[TRECHO DA PÁGINA]
Inicialmente, importa conceituar os crimes materiais e os crimes formais – decorrentes do Direito Penal -, distinguindo-os para, em seguida, verificar se todos os crimes contra a ordem tributária são crimes materiais, finalizando com o entendimento do Supremo Tribunal Federal, nesse sentido.

Segundo o ilustre Rogério Greco1, crime material “é aquele cuja consumação depende da produção naturalístico de um resultado” e crime formal “é aquele em que o legislador antecipa a consumação ao momento da prática da conduta prevista pelo núcleo do tipo, não se exigindo a produção naturalística do resultado”.

Nesse sentido, assim preleciona Mirabete2, “No crime material há a necessidade de um resultado externo à ação, descrito na lei, e que se destaca lógica e cronologicamente da conduta. (…) No crime formal não há necessidade de realização daquilo que é pretendido pelo agente, e o resultado jurídico previsto no tipo ocorre ao mesmo tempo e, que se desenrola a conduta, havendo separação lógica e não cronológica entre conduta e resultado.”

[DADOS FORNECIDOS]
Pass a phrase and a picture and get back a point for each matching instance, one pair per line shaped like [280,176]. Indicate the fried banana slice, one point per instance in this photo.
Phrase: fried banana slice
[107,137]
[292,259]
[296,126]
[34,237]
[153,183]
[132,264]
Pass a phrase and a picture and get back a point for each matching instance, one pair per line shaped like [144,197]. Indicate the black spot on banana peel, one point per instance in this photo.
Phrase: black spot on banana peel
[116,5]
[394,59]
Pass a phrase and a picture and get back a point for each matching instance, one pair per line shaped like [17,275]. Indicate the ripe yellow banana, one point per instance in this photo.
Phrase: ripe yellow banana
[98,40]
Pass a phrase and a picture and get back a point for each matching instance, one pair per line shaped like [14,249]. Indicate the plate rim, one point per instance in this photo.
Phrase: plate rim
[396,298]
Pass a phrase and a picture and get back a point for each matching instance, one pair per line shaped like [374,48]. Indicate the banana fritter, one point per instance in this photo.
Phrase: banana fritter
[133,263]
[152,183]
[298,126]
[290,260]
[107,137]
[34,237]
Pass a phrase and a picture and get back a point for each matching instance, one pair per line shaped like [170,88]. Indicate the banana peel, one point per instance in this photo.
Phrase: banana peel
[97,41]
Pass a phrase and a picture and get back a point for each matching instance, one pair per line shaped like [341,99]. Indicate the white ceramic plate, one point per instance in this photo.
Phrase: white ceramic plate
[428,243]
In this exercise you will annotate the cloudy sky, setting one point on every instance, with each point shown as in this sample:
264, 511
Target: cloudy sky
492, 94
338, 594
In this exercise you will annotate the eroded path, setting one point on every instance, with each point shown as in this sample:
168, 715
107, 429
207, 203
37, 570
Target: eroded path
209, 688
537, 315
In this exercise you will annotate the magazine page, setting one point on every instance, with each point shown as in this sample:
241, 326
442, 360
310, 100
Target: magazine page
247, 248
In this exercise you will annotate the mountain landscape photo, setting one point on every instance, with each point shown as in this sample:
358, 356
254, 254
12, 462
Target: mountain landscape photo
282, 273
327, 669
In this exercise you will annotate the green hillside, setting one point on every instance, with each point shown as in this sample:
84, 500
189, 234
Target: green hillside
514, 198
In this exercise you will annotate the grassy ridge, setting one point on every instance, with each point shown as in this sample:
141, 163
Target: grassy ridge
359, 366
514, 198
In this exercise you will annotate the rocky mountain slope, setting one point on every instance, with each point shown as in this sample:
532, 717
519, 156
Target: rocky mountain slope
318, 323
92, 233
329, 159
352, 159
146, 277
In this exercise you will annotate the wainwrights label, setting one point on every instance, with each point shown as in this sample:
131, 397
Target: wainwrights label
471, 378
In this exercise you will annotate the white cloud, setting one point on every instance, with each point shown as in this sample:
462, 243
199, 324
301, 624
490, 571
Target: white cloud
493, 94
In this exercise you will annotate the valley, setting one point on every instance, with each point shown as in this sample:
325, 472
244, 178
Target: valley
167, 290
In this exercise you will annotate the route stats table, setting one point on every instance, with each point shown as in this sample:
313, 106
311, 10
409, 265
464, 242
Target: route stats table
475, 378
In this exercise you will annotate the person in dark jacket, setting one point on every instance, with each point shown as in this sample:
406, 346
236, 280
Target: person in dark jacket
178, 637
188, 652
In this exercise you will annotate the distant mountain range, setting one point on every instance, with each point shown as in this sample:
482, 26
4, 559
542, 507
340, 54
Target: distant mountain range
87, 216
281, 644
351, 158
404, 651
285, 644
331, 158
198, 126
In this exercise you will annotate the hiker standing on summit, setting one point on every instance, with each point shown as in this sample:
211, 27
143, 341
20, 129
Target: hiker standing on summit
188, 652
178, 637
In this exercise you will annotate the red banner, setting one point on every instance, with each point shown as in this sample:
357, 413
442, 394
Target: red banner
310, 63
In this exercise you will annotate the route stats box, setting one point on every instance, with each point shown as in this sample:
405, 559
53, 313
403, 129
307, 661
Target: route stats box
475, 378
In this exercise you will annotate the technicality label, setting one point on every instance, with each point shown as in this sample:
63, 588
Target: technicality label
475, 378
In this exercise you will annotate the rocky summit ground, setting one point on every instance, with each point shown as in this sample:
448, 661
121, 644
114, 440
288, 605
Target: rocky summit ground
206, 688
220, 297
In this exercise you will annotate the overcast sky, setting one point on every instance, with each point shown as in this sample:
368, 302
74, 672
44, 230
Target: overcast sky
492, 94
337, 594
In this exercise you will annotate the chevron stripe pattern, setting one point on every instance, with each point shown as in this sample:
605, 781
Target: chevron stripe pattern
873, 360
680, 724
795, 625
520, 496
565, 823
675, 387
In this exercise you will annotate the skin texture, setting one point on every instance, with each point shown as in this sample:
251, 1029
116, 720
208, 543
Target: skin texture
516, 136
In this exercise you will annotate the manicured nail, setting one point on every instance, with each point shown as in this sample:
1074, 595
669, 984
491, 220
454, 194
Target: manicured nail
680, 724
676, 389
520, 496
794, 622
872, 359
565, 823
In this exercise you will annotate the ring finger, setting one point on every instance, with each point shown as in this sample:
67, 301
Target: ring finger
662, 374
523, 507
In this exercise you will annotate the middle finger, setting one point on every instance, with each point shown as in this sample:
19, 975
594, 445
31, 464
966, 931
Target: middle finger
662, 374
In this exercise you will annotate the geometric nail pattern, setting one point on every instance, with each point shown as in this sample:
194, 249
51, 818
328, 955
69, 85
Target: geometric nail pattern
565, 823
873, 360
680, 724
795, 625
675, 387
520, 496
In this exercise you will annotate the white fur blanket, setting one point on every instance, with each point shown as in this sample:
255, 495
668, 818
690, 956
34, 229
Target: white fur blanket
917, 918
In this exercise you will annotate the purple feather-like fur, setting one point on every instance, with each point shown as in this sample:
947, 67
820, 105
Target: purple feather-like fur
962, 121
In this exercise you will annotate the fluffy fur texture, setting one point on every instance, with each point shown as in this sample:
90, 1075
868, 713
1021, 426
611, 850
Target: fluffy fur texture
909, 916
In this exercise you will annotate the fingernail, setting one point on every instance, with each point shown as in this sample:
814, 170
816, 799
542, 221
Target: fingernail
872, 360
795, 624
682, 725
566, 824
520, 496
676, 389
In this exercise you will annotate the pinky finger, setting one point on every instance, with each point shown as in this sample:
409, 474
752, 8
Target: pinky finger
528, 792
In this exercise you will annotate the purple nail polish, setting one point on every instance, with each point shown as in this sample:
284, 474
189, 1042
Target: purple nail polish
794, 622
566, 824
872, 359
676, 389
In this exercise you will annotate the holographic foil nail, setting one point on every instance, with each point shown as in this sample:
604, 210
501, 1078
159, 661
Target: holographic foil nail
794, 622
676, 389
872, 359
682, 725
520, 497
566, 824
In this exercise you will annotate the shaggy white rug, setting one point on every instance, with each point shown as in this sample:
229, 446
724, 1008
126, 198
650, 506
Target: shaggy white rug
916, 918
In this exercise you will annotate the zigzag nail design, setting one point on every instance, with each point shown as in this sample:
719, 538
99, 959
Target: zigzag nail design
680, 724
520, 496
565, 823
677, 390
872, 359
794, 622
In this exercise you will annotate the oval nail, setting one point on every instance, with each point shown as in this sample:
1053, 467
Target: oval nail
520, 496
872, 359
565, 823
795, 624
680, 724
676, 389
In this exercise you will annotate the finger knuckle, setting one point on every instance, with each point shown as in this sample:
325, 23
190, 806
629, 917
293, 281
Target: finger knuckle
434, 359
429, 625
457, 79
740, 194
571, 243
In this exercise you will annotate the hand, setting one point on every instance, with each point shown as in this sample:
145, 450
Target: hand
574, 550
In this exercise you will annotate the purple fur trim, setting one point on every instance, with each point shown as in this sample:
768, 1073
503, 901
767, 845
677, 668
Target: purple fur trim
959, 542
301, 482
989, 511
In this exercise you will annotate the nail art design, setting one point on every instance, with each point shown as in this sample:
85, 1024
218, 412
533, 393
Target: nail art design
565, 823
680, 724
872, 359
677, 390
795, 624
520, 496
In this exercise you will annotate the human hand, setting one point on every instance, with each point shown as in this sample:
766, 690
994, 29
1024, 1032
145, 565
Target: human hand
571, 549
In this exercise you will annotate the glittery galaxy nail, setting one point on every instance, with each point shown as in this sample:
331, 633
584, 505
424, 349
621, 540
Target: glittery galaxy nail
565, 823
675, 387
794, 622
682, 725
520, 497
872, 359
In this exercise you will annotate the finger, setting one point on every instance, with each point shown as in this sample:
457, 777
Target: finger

[PROBLEMAS A RESOLVER]
a) Extraia, sem qualquer alteração, a parte do trecho sobre crimes materiais e formais que começa em "Inicialmente, importa conceituar" e termina em "Federal, nesse sentido.".
b) Reúna, integralmente, todas as linhas dos registros em que aparece a palavra "fingernail".

[CONJUNTO DE RESPOSTAS]
a)
Inicialmente, importa conceituar os crimes materiais e os crimes formais – decorrentes do Direito Penal -, distinguindo-os para, em seguida, verificar se todos os crimes contra a ordem tributária são crimes materiais, finalizando com o entendimento do Supremo Tribunal Federal, nesse sentido.

b)
In this exercise you will annotate the fingernail, setting one point on every instance, with each point shown as in this sample:
Target: fingernail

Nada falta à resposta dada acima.